# WHAT IS EXPECTED
Copy out every line of the data below word for word, in the same order.

— begin —

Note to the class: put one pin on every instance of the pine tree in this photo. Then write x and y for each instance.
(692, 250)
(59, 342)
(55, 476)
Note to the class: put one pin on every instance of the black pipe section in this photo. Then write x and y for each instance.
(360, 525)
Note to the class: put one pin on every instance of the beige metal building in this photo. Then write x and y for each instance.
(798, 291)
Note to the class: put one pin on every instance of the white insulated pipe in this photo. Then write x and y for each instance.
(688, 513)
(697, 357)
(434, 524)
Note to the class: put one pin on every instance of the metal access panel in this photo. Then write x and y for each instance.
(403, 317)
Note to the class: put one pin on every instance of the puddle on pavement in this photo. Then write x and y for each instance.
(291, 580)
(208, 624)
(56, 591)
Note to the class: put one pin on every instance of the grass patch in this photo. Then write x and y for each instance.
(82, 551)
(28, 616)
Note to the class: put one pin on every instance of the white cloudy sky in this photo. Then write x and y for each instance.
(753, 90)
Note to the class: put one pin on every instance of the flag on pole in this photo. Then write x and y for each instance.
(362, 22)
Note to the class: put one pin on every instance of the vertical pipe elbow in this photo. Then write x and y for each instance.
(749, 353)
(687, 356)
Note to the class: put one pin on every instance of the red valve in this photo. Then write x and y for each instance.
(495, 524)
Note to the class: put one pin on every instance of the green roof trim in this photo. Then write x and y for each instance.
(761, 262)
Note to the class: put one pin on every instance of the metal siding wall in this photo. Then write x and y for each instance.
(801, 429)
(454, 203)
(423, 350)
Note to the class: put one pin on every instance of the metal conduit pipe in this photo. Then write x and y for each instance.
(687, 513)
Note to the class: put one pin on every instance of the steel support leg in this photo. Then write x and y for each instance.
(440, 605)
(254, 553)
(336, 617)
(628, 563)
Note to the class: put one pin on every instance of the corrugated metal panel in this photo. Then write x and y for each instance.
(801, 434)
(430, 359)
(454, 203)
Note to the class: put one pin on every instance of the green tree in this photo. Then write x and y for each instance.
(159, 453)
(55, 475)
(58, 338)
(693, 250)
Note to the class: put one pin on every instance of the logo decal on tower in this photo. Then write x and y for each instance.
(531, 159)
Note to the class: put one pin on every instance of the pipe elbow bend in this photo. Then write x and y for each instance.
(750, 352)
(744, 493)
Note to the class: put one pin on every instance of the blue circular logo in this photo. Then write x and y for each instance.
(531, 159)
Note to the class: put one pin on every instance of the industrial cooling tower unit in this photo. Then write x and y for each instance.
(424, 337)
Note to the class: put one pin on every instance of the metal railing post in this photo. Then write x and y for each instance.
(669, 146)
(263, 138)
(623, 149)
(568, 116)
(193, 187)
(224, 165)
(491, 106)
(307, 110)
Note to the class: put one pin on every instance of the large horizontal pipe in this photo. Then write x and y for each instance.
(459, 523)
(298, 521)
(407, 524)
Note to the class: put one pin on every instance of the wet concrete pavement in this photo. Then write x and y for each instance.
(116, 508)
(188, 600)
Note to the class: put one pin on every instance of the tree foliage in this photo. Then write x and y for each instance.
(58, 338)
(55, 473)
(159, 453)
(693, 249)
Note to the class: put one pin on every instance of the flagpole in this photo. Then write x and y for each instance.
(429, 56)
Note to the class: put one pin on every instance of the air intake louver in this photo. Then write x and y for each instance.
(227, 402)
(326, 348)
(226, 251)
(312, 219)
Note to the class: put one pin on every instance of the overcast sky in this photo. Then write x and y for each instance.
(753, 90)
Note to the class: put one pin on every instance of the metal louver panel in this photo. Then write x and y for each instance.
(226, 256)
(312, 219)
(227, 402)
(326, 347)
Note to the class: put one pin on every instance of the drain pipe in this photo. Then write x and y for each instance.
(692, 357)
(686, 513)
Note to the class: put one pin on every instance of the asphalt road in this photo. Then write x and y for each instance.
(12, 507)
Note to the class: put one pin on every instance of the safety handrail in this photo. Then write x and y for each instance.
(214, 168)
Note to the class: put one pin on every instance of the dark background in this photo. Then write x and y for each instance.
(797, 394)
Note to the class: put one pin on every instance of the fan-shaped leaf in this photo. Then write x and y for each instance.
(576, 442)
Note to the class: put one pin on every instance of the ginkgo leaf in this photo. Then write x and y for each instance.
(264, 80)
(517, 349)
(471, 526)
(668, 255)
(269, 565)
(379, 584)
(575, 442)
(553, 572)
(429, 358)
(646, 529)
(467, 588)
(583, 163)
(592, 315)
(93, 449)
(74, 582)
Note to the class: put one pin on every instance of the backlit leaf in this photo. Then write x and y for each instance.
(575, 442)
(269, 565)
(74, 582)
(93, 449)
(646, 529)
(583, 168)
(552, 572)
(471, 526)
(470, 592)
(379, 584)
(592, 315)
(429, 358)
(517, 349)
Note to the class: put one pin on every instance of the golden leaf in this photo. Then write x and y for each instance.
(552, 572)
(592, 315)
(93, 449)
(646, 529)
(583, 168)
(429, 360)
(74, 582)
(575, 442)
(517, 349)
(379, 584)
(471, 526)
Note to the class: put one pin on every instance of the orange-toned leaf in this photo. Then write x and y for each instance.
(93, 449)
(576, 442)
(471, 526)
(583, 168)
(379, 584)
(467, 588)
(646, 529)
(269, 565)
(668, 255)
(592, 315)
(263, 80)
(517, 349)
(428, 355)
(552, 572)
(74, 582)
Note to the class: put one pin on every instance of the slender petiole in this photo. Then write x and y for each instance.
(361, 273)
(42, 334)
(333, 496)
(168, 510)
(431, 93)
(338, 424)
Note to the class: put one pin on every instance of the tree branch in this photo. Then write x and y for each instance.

— end —

# SOLUTION TO THIS PROBLEM
Note to the class: put one pin on every instance of the pine tree in this photo. Then write x and y for each instance.
(692, 250)
(59, 342)
(55, 476)
Note to the class: put one pin on every instance of the black pipe section in this photo. Then write x and y for each instance.
(360, 525)
Note to the class: put one pin on every instance of the beige metal building in this photo. Then write x and y for each instance.
(798, 291)
Note to the class: put one pin on every instance of the white insulated pipe in this photo. Then write x and y for each instance.
(688, 513)
(697, 357)
(434, 524)
Note to the class: put one pin on every instance of the metal access panel in this photo. Then write x and y for each instance.
(403, 317)
Note to the class: put one pin on every instance of the puddle on pavement in this photo. Then write x and y for each instance.
(291, 580)
(208, 624)
(56, 591)
Note to the class: put one pin on every instance of the grass patch in this photo. Then write x and y for each instance.
(82, 551)
(28, 616)
Note to the class: put one pin on every instance of the white cloudy sky in this photo. Then write x and y for each instance.
(753, 90)
Note to the class: put one pin on every instance of the flag on pole in this photo. Then write x and y for each instance.
(362, 22)
Note to the class: put one pin on every instance of the vertical pipe elbow in this photo. Then write x and y for each instance.
(749, 353)
(687, 356)
Note to the class: put one pin on every instance of the red valve in this photo. Then write x and y for each instance.
(495, 524)
Note to the class: put one pin on every instance of the green roof trim in this photo. Then write x and y for each instance.
(761, 262)
Note to the class: put one pin on every instance of the metal siding wall in this photo. Then write x and y for each instance.
(801, 429)
(454, 203)
(423, 350)
Note to the class: put one pin on every instance of the metal conduit pipe in this photo. Then write x and y for each instance.
(687, 513)
Note to the class: put one pin on every instance of the steel support leg in this photo. Then write x and y for each instance.
(440, 605)
(254, 553)
(336, 617)
(628, 563)
Note to the class: put one pin on every instance of the corrugated metal panel in this photo. Then write x and y for each instance.
(801, 434)
(430, 359)
(454, 203)
Note to the class: put one pin on every instance of the green tree in this photo. Then write x and y for each instance.
(159, 453)
(55, 475)
(58, 338)
(693, 250)
Note to the class: put one pin on every instance of the logo decal on tower in this photo. Then write x and y for each instance.
(531, 159)
Note to the class: put one pin on every instance of the pipe elbow bend in this photo. Then write x and y for each instance.
(750, 352)
(744, 493)
Note to the class: put one pin on every instance of the blue circular logo in this photo. Then write x and y for each instance.
(531, 159)
Note to the class: put one pin on every instance of the industrial cooling tower unit in this photo. Then write x and y for each instance.
(424, 337)
Note to the class: put one pin on every instance of the metal railing post in this photo. Then write x and y for each instance.
(669, 146)
(263, 138)
(623, 149)
(568, 116)
(193, 187)
(224, 165)
(491, 106)
(307, 110)
Note to the class: put one pin on every instance of the large horizontal pipe in this photo. Then write x and y for each instance.
(459, 523)
(298, 521)
(407, 524)
Note to the class: put one pin on every instance of the wet concrete pavement in this photo. Then write x and y for each instance.
(116, 508)
(188, 600)
Note to the class: put one pin on every instance of the tree foliage in this photo. Then write x and y for each instance.
(58, 338)
(55, 473)
(159, 453)
(693, 249)
Note to the class: put one pin on every instance of the flagpole in this photo. Then write x and y for each instance.
(429, 56)
Note to the class: put one pin on every instance of the air intake louver in this photo. Then write x and y for each instance.
(227, 402)
(326, 348)
(226, 251)
(312, 219)
Note to the class: put one pin on every instance of the overcast sky in this photo. Then write x and y for each instance.
(753, 90)
Note to the class: put one pin on every instance of the metal louver panel in this photo. Then write x and y for each instance.
(226, 256)
(312, 219)
(227, 402)
(326, 347)
Note to the class: put one pin on every instance of the drain pipe in this photo. Then write x and y for each instance.
(692, 357)
(686, 513)
Note to the class: put one pin on every instance of the asphalt road in this photo. Then write x and y for each instance.
(12, 507)
Note to the class: put one pin on every instance of the safety handrail in this photo. Then write x and y for each instance.
(214, 168)
Note to the class: put one pin on every instance of the dark background in this photo. Then write x and y for each instance.
(797, 394)
Note to the class: put one pin on every instance of the fan-shaped leaf in this photo. Then write x and y for each instance.
(576, 442)
Note to the class: put one pin on every instance of the ginkgo leaf in this photo. Then write x and y for each instance.
(264, 80)
(517, 349)
(471, 526)
(668, 255)
(269, 565)
(379, 584)
(575, 442)
(553, 572)
(429, 358)
(646, 529)
(467, 588)
(583, 163)
(592, 315)
(93, 449)
(74, 582)
Note to the class: put one pin on every instance of the backlit leaf in this photo. Then write x and y for each instance.
(575, 442)
(269, 565)
(74, 582)
(93, 449)
(646, 529)
(583, 168)
(552, 572)
(471, 526)
(470, 592)
(379, 584)
(592, 315)
(429, 358)
(517, 349)
Note to the class: put one pin on every instance of the golden leaf in this photo. Then write x and y for each instance.
(552, 572)
(592, 315)
(93, 449)
(646, 529)
(583, 168)
(429, 360)
(74, 582)
(575, 442)
(517, 349)
(379, 584)
(471, 526)
Note to the class: put one pin on every instance of the orange-toned leaf in this photo. Then write x and y for each instance.
(93, 449)
(576, 442)
(471, 526)
(583, 168)
(379, 584)
(467, 588)
(646, 529)
(269, 565)
(668, 255)
(592, 315)
(263, 80)
(517, 349)
(428, 355)
(552, 572)
(74, 582)
Note to the class: put one pin on every instance of the slender petiole in this photo. Then write x and y for each instance.
(361, 273)
(42, 334)
(333, 496)
(168, 510)
(431, 93)
(338, 424)
Note to the class: put one pin on every instance of the tree branch in this photo. Then write x and y for each instance.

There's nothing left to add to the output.